■ Given instruction A:
In the Winchester 52B thread, at what distance was the target under the first post shot?
■ Given instruction B:
Transcribe the Winchester 52B thread word for word, starting at "It was time" and ending at "have a bag.".
■ Given instruction C:
List each distinct username that appears as a post author in the Winchester 52B thread.

■ Page:
● ● ●
# Tacticool Winchester 52B



## SailDesign (Jul 17, 2014)

It was time to modernise Bertha, as I'm finding shooting with the sling to be a little painful these days, and my eyes don't "do" peep sights the way they used to. Enter the Bertha-Tac, courtesy of a scope mount from EGW that replaces the rear dovetail perfectly, and a UTG 'pod under a BSA Sweet22.

Target underneath (obviously a found a good batch of Target Spots today) was shot at 25 yards using only bipod and shoulder. No room on the table even if I did have a bag.

I'm not unhappy, for a 76 year old rifle and slightly younger shooter.


----------



## Steve M1911A1 (Feb 6, 2008)

OK, Sail, you have a MOA rifle that raises my *envy*. (And a _very_ nice target, too!)
But the _real_ question is: "Are _you_ a MOA shooter?"

That question cannot be answered at 25 yards.
The real test comes at reasonably-long range. In the case of a truly accurate .22 rimfire, it has to be at least 50 yards.

Also, it cannot be answered solely from the bench, with a bipod, at 50 yards.
What can you do at 50 yards, standing, offhand?

(I have to admit that I am no longer any kind of offhand MOA shooter, although I still possess a MOA bolt-action rifle, and a two-MOA semi-auto, as well. Age has taken its toll.)


----------



## hillman (Jul 27, 2014)

Nice gun, nice target. And yeah, 50 yards in still air - otherwise no changes - is the target I'd like to see.


----------



## SailDesign (Jul 17, 2014)
● ● ●
■ Dataset entries:
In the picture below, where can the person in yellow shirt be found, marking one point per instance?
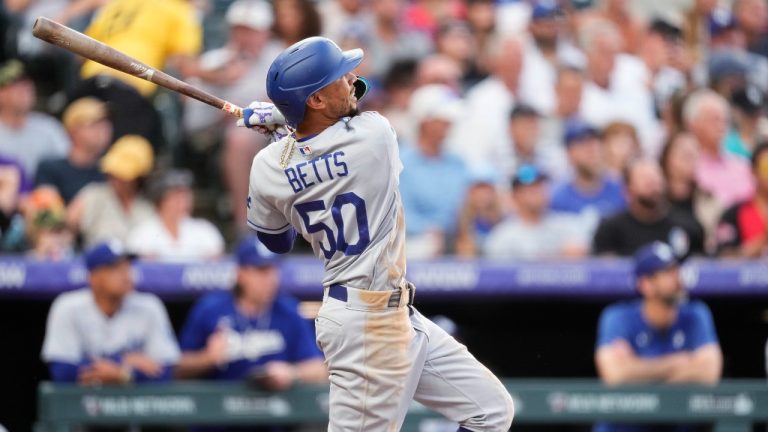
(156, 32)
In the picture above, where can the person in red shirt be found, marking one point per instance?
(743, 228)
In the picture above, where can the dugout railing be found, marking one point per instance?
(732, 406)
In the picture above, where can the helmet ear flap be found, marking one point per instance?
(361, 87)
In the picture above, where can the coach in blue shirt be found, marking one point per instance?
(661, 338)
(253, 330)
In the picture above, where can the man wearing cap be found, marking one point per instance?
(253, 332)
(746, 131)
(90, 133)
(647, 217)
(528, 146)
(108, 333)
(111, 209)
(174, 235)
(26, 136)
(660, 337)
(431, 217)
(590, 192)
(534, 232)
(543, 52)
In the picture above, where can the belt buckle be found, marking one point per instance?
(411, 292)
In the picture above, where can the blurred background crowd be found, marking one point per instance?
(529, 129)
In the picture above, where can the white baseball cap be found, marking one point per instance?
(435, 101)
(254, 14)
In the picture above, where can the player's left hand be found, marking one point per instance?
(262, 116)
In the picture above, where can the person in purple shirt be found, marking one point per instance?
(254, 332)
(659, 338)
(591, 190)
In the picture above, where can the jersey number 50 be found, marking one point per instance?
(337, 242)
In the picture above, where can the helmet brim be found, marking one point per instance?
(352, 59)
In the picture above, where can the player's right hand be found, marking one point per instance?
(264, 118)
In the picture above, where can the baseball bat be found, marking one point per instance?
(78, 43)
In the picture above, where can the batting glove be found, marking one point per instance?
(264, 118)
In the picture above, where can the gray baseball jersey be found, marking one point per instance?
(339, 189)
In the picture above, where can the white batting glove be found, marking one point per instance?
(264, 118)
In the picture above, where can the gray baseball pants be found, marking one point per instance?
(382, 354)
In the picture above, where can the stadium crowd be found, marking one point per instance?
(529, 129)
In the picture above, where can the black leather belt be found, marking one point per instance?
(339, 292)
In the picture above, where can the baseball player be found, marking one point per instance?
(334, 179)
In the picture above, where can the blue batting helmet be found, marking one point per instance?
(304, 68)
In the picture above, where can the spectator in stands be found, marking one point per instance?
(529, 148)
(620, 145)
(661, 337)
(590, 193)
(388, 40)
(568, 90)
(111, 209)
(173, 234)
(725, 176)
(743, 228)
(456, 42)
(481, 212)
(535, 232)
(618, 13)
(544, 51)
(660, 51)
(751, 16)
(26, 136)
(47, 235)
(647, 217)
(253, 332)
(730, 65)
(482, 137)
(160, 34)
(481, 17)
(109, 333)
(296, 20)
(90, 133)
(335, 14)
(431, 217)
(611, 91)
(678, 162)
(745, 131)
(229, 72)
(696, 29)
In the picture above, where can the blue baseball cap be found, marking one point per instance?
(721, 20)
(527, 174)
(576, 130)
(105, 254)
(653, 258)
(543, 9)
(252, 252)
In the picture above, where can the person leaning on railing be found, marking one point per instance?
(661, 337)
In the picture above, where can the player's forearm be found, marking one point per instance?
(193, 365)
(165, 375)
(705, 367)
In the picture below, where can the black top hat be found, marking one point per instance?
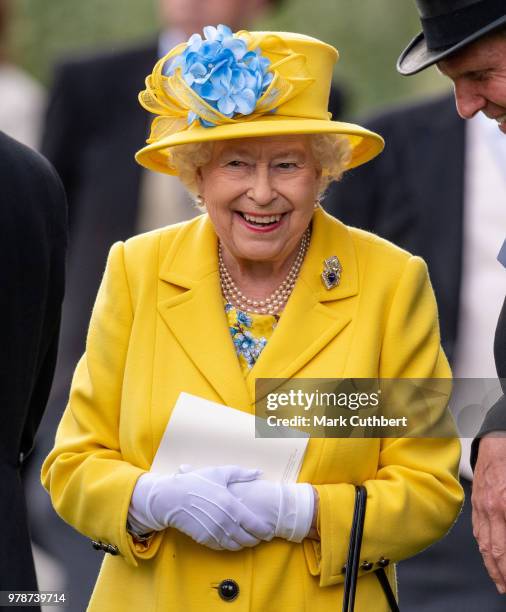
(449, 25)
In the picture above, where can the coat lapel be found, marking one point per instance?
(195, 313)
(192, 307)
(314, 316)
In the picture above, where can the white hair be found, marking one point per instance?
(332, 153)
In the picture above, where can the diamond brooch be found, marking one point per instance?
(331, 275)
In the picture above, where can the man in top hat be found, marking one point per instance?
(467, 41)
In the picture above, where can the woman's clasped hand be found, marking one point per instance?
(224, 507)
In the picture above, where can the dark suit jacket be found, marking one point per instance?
● ● ●
■ Full answer A:
25 yards

■ Full answer B:
It was time to modernise Bertha, as I'm finding shooting with the sling to be a little painful these days, and my eyes don't "do" peep sights the way they used to. Enter the Bertha-Tac, courtesy of a scope mount from EGW that replaces the rear dovetail perfectly, and a UTG 'pod under a BSA Sweet22.

Target underneath (obviously a found a good batch of Target Spots today) was shot at 25 yards using only bipod and shoulder. No room on the table even if I did have a bag.

■ Full answer C:
SailDesign, Steve M1911A1, hillman